> **WORK REQUEST 1**
Repeat the part of the text on efficiency and theories of society that opens with the words containing "A first-best economy" and closes with "buyers and sellers.".
> **WORK REQUEST 2**
In the text on efficiency and theories of society, which theory holds that welfare rises with any move that makes the "poorer" individual A better off?

> **TEXT**
Efficiency and different theories of society: libertarianism
  • Welfare is increased by any Pareto improvement.
  • Natural-right libertarians accept any distribution on the contract curve.
  • For empirical libertarians, any point on the contract curve between b and l is acceptable (if b and l show subsistence for individuals A and B).
Efficiency and different theories of society: utilitarians
  • Welfare is increased by any Pareto improvement.
  • The socially optimal point depends on whether utility is ordinally or cardinally measurable.
Efficiency and different theories of society: Rawls
  • Welfare is increased by any move that makes the 'poorer' individual A better off.
  • Any move to a point between d and e (including e but excluding d) is both a PI and RI.
Efficiency and different theories of society: socialism
  • Welfare is increased by any move that increases individual A’s relative share of output (between f and k on the contract curve, assuming that the relative share is the same at f as in c).
  • Any move to a point between f and e (including e but excluding f) is both a PI and SI.
Efficiency and different theories of society: conclusions
  • An increase in efficiency has the same meaning in all theories of society.
  • Welfare is increased under all theories of society by a movement from a point like c to a point between e and f (excluding f). This movement is SI and RI, and PI.
  • For any of the theories of society, all first-best socially just distributions are also Pareto efficient.
  • Efficiency in this case is a necessary condition for social justice.
  • In a second-best economy, efficiency may be possible only at the expense of social justice.
A first-best economy - Characteristics
  • Perfect competition
  • No problems such as externalities, public goods, or increasing returns to scale.
  • Perfect information on the part of buyers and sellers.
  • Maximizing behavior in the context of well-behaved utility and production functions.
  • Complete markets.
  • No distortionary taxation.

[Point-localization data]
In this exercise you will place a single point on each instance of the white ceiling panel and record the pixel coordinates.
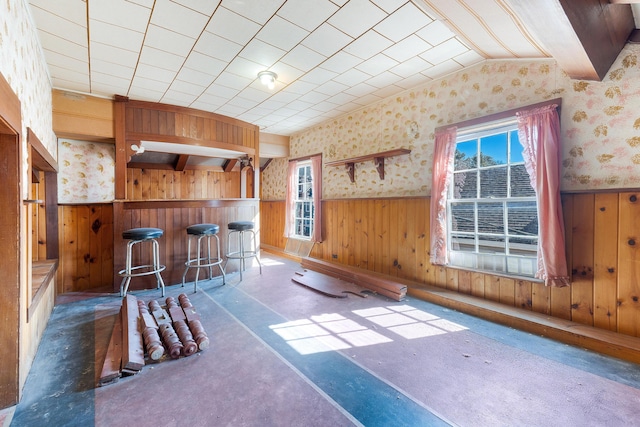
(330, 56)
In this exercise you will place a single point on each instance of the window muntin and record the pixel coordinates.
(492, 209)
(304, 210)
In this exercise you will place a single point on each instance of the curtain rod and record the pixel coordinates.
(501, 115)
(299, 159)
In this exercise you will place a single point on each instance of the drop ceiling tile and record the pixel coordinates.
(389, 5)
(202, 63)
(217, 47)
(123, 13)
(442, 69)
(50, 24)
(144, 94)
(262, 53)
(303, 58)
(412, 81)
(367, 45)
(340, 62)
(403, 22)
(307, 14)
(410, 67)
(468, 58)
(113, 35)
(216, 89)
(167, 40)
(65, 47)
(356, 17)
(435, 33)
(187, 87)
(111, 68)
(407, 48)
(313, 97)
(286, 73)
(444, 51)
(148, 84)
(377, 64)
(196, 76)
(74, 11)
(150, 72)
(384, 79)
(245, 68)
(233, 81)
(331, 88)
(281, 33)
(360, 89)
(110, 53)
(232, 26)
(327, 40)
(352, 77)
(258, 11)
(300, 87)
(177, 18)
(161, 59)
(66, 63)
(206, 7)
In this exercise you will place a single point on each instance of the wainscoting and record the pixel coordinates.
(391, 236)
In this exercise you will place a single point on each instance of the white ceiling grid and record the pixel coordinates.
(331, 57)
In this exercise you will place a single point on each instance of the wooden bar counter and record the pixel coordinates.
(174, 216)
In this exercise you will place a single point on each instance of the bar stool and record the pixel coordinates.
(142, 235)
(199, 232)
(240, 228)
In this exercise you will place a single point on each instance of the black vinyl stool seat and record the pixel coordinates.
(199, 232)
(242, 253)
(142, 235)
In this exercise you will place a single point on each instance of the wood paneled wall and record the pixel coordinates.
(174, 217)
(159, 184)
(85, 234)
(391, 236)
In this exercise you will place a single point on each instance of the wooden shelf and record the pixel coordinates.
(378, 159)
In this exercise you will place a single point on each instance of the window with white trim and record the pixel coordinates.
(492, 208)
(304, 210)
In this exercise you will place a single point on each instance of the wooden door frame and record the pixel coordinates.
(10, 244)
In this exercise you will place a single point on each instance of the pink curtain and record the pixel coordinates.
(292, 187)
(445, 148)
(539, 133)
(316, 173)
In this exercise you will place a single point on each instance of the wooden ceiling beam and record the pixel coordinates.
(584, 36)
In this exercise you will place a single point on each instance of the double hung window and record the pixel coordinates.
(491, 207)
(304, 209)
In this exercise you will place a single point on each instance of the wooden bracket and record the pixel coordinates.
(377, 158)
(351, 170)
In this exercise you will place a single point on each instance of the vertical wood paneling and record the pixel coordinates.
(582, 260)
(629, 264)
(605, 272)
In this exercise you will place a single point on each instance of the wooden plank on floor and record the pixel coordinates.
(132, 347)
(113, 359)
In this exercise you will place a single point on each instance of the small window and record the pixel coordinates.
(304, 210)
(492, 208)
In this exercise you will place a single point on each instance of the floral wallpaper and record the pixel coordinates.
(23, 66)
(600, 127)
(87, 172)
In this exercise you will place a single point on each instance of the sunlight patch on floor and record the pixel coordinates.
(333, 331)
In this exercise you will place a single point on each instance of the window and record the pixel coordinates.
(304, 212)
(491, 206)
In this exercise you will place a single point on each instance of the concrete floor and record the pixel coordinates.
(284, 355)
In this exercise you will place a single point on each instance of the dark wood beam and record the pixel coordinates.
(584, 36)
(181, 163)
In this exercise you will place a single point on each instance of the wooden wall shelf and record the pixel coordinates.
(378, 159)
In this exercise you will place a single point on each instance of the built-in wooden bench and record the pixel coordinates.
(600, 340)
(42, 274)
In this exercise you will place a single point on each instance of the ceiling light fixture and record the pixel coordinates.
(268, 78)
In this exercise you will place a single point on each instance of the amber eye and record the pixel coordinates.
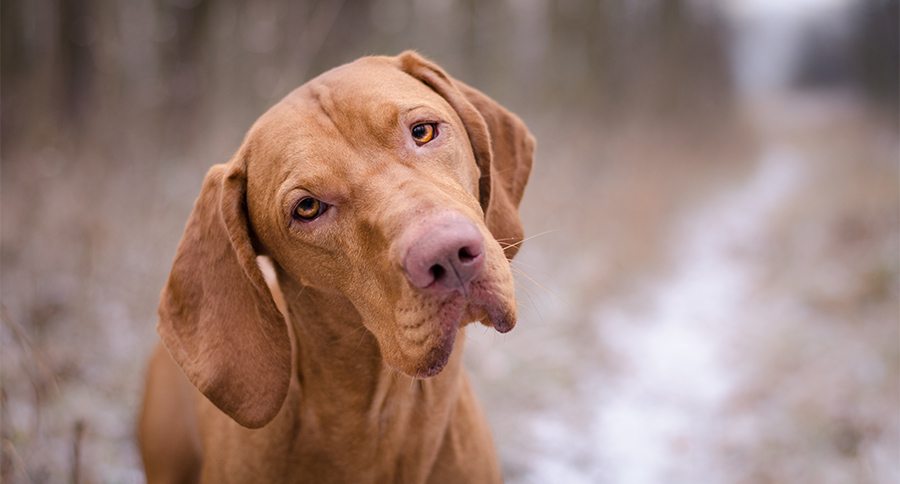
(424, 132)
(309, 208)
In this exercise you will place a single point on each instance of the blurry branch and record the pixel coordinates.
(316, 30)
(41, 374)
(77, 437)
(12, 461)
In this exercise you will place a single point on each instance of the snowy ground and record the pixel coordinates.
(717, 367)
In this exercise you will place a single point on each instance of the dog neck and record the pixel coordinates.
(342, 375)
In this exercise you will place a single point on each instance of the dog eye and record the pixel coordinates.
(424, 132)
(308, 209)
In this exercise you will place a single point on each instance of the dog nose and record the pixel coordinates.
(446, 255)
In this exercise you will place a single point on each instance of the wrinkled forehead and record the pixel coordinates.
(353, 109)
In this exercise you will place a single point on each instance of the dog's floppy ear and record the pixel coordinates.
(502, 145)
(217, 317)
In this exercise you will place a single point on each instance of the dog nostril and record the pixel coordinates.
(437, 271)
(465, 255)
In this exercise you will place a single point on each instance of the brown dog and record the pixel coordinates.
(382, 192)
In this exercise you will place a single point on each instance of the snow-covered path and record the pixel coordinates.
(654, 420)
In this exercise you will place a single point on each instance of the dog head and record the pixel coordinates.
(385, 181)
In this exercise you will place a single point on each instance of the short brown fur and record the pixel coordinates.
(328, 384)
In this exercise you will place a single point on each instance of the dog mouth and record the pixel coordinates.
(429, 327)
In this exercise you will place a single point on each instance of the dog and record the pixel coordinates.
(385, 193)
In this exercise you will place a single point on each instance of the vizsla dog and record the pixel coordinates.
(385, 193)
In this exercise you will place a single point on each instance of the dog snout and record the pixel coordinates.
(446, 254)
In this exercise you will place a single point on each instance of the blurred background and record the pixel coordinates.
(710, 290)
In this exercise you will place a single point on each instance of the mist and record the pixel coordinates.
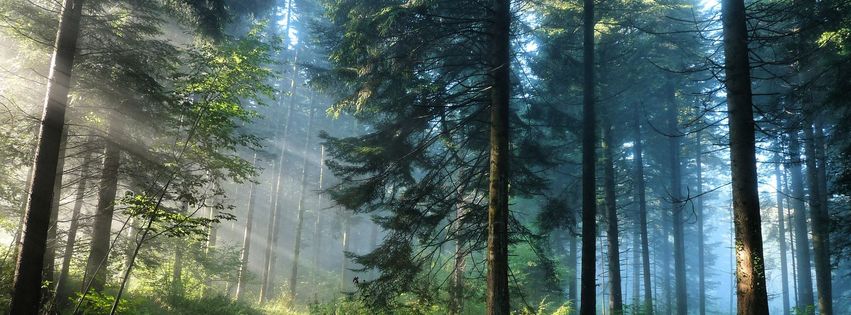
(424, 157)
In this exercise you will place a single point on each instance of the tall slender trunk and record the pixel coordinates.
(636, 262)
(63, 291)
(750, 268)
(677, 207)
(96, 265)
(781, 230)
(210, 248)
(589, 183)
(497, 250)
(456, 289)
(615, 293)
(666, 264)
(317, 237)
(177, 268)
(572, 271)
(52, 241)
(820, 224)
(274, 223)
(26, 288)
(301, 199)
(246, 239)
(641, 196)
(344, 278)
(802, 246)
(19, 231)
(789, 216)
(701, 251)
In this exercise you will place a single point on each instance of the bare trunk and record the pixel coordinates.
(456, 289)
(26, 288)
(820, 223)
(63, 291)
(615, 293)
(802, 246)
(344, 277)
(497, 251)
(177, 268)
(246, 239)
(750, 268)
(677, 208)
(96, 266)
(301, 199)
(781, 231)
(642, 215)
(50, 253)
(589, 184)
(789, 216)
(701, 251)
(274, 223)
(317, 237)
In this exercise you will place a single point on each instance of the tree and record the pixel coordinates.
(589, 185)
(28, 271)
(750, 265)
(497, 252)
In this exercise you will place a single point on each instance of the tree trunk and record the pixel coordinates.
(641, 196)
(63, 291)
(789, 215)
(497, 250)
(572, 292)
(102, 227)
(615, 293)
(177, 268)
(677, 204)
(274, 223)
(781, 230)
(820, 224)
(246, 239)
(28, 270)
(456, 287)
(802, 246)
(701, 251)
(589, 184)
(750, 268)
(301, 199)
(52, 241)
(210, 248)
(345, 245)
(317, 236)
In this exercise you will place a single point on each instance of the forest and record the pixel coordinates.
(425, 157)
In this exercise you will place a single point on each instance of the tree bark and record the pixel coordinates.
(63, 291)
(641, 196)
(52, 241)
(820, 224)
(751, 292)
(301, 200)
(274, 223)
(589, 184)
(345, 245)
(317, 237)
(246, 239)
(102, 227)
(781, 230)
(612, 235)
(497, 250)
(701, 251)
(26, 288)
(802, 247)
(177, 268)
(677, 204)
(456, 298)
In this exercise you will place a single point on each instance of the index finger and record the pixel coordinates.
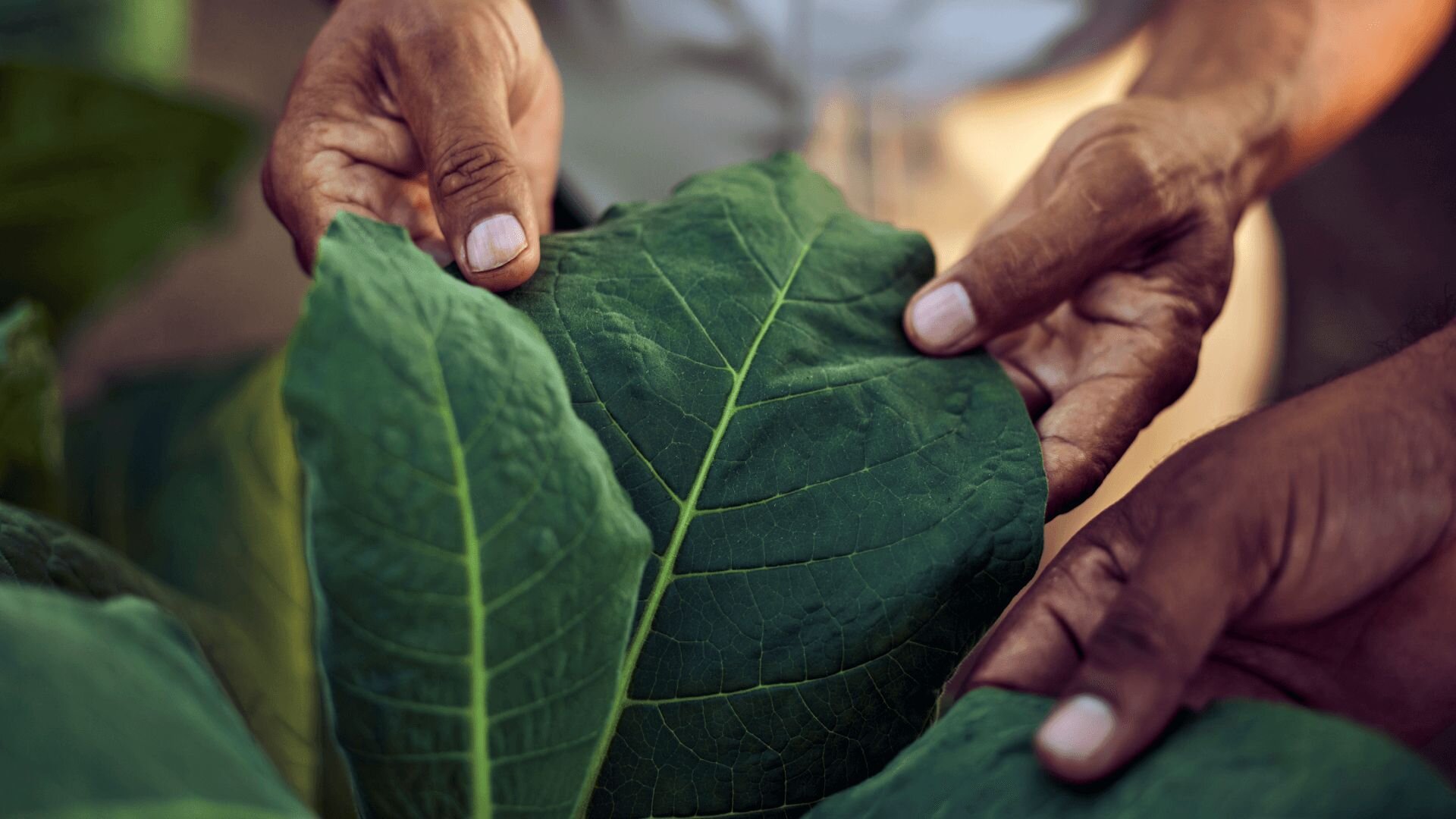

> **REPLY 1**
A first-best economy - Characteristics
  • Perfect competition
  • No problems such as externalities, public goods, or increasing returns to scale.
  • Perfect information on the part of buyers and sellers.

> **REPLY 2**
Rawls